- _Text extract_
* begin *
Section 1 of Rule 45 provides:

SECTION 1. Filing of petition with Supreme Court.

– A party desiring to appeal by certiorari from a judgment or final order or resolution of


the Court of Appeals, the Sandiganbayan, the Regional Trial Court or other courts
whenever authorized by law, may file with the Supreme Court a verified petition for
review on certiorari. The petition shall raise only questions of law which must be
distinctly set forth.

A question of law exists when the doubt or controversy concerns the correct application
of law or jurisprudence to a certain set of facts; or when the issue does not call for an
examination of the probative value of the evidence presented, the truth or falsehood of
facts being admitted. A question of fact exists when the doubt or difference arises as to
the truth or falsehood of facts or when the query invites calibration of the whole
evidence considering mainly the credibility of the witnesses, the existence and
relevancy of specific surrounding circumstances, as well as their relation to each other
and to the whole, and the probability of the situation. 38 (Citation omitted)

Considering that the issue in the instant case is clearly one of law as it calls for the
correct application of the Rules of Court, the petitioner’s direct resort to this Court is
proper.

The Court now looks into the propriety of the order of the RTC in dismissing the case.
Needless to state, the Court is again confronted with the issue of whether the dismissal
of the complaint, specifically upon motion of the plaintiff under Section 2 of Rule 17 of
the Rules of Court also calls for the dismissal of the defendant’s counterclaim, as in the
case at bar.
* end *
- _Given material_
* begin *
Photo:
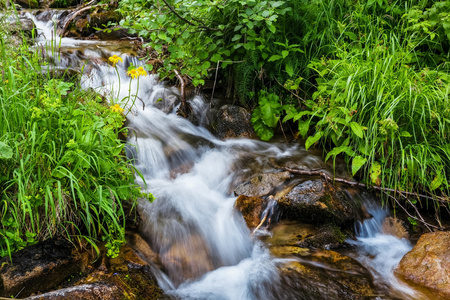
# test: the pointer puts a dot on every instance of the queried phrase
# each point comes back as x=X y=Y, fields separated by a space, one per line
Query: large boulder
* end *
- _Tasks to perform_
1. Rewrite the excerpt from the court ruling, starting at the words "The Court now" and stopping after "case at bar.", with "RTC" changed to "trial court".
2. Carry the court ruling on Rule 45 appeals and dismissed counterclaims forward from the point where it stops.

- _Per-task outputs_
1.
The Court now looks into the propriety of the order of the trial court in dismissing the case.
Needless to state, the Court is again confronted with the issue of whether the dismissal
of the complaint, specifically upon motion of the plaintiff under Section 2 of Rule 17 of
the Rules of Court also calls for the dismissal of the defendant’s counterclaim, as in the
case at bar.

2.
Rule 17 of the Rules of Civil Procedure provides the following:

SECTION 1. Dismissal upon notice by plaintiff. – A complaint may be dismissed by the


plaintiff by filing a notice of dismissal at any time before service of the answer or of a
motion for summary judgment. Upon such notice being filed, the court shall issue an
order confirming the dismissal. Unless otherwise stated in the notice, the dismissal is
without prejudice, except that a notice operates as an adjudication upon the merits
when filed by a plaintiff who has once dismissed in a competent court an action based
on or including the same claim.

SECTION 2. Dismissal upon motion of plaintiff. – Except as provided in the preceding


section, a complaint shall not be dismissed at the plaintiff’s instance save upon approval
of the court and upon such terms and conditions as the court deems proper. If a
counterclaim has been pleaded by a defendant prior to the service upon him of the
plaintiff’s motion for dismissal, the dismissal shall be limited to the complaint. The
dismissal shall be without prejudice to the right of the defendant to prosecute his
counterclaim in a separate action unless within fifteen (15) days from notice of the
motion he manifests his preference to have his counterclaim resolved in the same
action. Unless otherwise specified in the order, a dismissal under this paragraph shall
be without prejudice. A class suit shall not be dismissed or compromised without the
approval of the court.

SECTION 3. Dismissal due to fault of plaintiff. – If, for no justifiable cause, the plaintiff
fails to appear on the date of the presentation of his evidence in chief on the complaint,
or to prosecute his action for an unreasonable length of time, or to comply with these
Rules or any order of the court, the complaint may be dismissed upon motion of the
defendant or upon the court’s own motion, without prejudice to the right of the defendant
to prosecute his counterclaim in the same or in a separate action. This dismissal shall
have the effect of an adjudication upon the merits, unless otherwise declared by the
court.

SECTION 4. Dismissal of counterclaim, cross-claim, or third- party complaint. – The


provisions of this Rule shall apply to the dismissal of any counterclaim, cross-claim, or
third-party complaint. A voluntary dismissal by the claimant by notice as in Section 1 of
this Rule, shall be made before a responsive pleading or a motion for summary
judgment is served or, if there is none, before the introduction of evidence at the trial or
hearing.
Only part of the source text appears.